▸ **TASK BRIEF**: In the account of the hospital visit, at what time and on what day did the writer go to A&E?

Situation: I had been feeling like crap for some days with something resembling flu but not flu. Fever (or so it felt, I do not have a thermometer to check), delirium, lethargy, dyspnoea on exertion to the point of near syncope after climbing one flight of stairs, and enough clear, fluid mucus in my respiratory system to run a mucus-powered car for a week. Parents emailed me to ask how I was getting on, and I replied with a summary of the last couple of days which included a mention of difficulty sleeping because whichever lung was on the lower side would start bubbling after a few minutes of lying that way and it was an annoying sound and sensation. That has happened on quite a few previous occasions when I've had a horrible snot disease, so I'd always thought of it as a normal symptom caused by excessive mucus and nothing more than an annoyance.

Three hours after sending that email, someone comes banging on my door. It's my dad. He has come to take me to A&E. I protest that I am not an emergency. He says that mum is freaking out thinking I might have pneumonia. I say no I don't, I always get bubbling lungs when I lie down if I've got this much mucus going on. He says mum won't be satisfied with that and she wants me to go to hospital. Eventually I agree to go purely to calm her down.

Now, the time is approaching midnight... on New Year's Eve. So it's a pretty safe bet that A&E is going to be full of people suffering what I believe is known as "trauma secondary to EtOH intoxication" who do actually need to be seen urgently. Hardly an auspicious time for this sort of caper... So I take pains to explain the circumstances of my visit, point out that I'm there for my mum's benefit rather than my own, state that I do not consider myself to be an emergency and that furthermore I feel like a knob being there at all. I repeat this explanation to everyone I get to see, from admissions through triage and having my temperature taken (normal, much to my surprise) followed by various other tests all the way up to a chest X-ray.

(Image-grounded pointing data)

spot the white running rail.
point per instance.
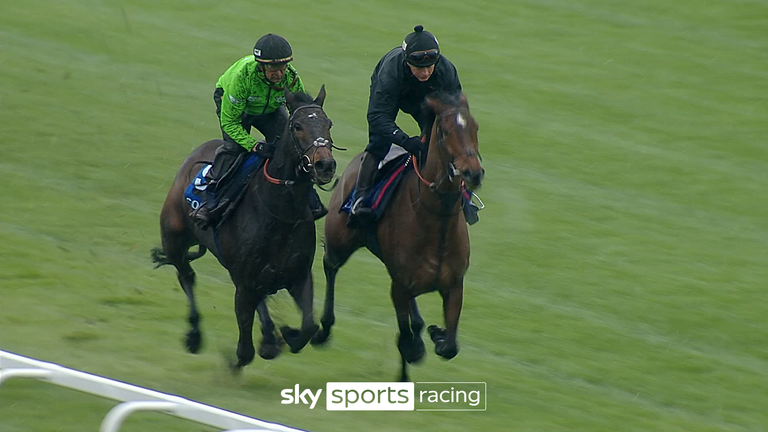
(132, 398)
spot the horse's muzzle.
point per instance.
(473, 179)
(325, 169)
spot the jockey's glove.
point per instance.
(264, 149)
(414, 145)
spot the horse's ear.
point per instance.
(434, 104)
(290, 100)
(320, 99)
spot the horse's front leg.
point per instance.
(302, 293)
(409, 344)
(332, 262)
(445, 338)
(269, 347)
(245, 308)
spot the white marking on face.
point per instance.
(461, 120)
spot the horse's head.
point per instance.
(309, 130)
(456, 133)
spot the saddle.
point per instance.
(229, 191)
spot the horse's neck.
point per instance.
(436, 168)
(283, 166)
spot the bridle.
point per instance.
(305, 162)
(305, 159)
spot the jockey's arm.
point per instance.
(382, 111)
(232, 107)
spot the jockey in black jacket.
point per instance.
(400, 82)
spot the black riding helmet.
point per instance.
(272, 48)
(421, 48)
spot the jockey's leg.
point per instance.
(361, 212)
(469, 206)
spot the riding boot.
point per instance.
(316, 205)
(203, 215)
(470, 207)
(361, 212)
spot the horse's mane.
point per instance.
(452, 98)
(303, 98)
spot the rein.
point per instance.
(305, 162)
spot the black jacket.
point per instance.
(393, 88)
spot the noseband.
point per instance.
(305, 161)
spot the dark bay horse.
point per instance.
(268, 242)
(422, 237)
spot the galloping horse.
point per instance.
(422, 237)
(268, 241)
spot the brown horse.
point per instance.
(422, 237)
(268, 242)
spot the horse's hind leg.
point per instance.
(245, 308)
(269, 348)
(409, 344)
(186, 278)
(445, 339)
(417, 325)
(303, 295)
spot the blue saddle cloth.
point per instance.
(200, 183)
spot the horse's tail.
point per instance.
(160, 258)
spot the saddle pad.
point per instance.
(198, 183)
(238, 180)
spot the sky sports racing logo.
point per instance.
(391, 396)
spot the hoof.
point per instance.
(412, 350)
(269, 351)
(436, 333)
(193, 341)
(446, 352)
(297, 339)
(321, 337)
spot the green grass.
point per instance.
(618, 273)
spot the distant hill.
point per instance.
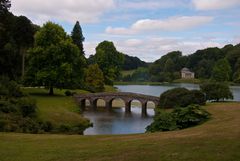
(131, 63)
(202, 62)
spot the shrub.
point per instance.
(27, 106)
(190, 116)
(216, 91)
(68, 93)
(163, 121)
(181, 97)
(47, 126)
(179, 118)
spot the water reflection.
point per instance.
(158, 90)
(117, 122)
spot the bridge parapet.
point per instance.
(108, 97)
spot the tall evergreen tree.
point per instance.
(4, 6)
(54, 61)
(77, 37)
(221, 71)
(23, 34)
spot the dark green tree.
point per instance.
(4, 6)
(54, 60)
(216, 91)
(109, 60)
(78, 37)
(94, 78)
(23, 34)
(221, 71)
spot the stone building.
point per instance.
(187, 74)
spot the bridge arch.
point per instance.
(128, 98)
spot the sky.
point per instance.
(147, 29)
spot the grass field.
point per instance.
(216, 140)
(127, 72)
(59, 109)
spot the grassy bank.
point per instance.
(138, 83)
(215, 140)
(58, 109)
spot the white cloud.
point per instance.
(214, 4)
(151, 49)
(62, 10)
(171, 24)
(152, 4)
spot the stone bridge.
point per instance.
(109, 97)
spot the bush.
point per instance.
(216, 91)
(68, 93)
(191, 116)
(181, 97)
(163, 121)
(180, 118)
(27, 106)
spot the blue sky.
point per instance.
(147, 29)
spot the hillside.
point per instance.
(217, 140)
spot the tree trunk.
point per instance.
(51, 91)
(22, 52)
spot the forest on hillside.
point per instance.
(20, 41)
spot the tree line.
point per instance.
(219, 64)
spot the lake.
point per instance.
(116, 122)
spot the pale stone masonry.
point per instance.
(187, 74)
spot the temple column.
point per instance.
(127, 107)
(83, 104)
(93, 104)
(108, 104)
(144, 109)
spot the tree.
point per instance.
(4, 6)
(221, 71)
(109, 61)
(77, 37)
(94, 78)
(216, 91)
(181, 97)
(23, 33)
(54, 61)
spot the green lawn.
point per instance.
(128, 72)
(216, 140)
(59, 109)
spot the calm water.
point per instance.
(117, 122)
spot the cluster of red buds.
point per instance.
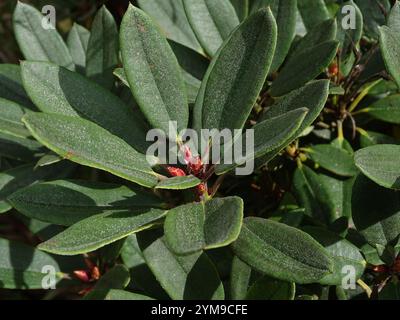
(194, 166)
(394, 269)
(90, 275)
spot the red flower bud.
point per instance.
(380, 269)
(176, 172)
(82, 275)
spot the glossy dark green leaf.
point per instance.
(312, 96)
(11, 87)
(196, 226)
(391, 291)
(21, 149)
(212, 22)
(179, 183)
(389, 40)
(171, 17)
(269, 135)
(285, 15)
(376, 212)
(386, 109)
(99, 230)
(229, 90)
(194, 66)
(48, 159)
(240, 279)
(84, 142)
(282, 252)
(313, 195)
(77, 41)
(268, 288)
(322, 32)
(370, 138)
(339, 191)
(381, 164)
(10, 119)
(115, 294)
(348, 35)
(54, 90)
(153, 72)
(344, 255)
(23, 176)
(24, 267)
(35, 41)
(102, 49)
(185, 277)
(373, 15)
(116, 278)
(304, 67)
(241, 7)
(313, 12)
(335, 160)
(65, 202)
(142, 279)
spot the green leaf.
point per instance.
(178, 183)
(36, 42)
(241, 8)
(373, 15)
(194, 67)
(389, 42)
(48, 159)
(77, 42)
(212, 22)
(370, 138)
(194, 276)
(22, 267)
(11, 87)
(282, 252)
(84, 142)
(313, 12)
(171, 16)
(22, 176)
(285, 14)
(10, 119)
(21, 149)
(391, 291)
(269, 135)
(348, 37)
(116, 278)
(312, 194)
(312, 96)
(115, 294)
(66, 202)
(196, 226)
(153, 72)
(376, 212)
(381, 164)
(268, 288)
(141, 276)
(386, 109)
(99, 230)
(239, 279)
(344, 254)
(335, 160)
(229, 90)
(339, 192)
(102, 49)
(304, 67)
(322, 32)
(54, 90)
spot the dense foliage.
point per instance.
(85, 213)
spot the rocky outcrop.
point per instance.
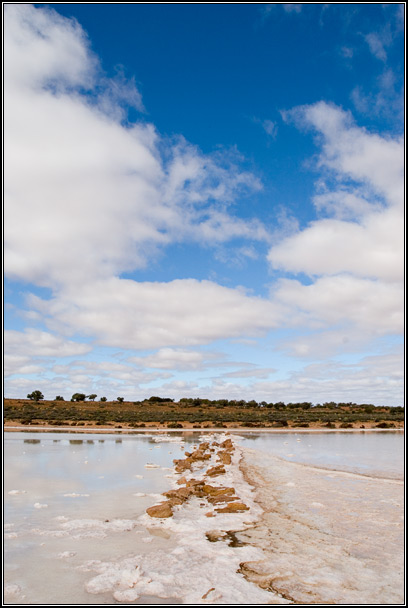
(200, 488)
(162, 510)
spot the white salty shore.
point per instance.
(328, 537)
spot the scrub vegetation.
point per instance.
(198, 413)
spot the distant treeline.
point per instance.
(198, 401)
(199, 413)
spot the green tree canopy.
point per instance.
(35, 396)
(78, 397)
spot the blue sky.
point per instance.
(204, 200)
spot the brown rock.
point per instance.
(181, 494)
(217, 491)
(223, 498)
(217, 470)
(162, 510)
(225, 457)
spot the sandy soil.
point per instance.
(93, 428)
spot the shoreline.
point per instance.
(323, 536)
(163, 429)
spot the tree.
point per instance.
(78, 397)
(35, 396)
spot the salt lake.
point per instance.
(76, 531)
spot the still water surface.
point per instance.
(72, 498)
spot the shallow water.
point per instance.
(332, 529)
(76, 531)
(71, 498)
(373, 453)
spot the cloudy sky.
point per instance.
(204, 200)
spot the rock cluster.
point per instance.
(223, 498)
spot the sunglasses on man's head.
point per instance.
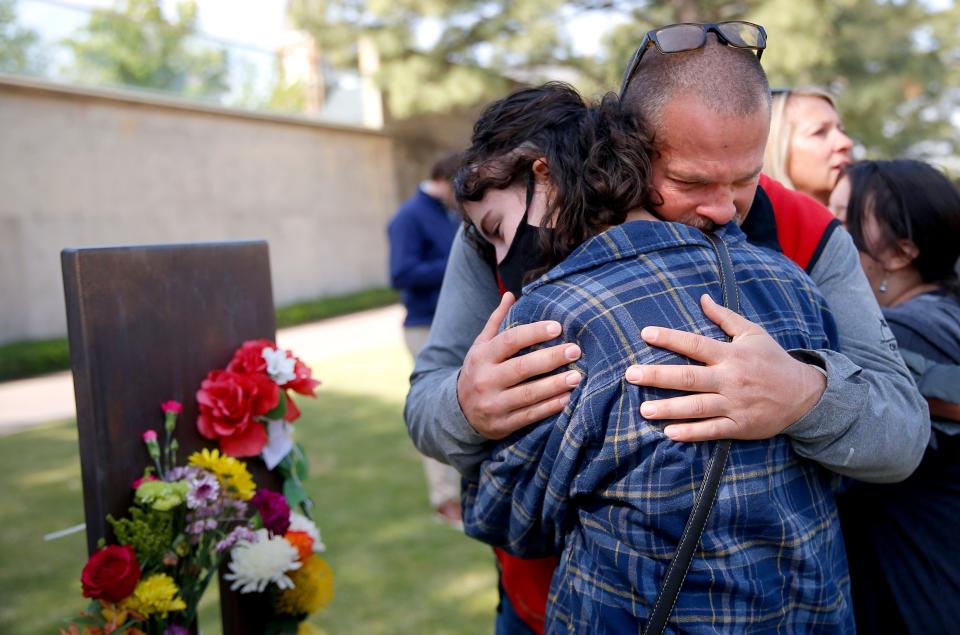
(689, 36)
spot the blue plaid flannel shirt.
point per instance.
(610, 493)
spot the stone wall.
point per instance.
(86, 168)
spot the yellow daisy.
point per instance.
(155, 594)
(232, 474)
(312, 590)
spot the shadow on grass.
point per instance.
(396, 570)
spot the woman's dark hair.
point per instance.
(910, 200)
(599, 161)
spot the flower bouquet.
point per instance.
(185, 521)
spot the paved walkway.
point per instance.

▸ **REPLY**: Approaching midnight on New Year's Eve.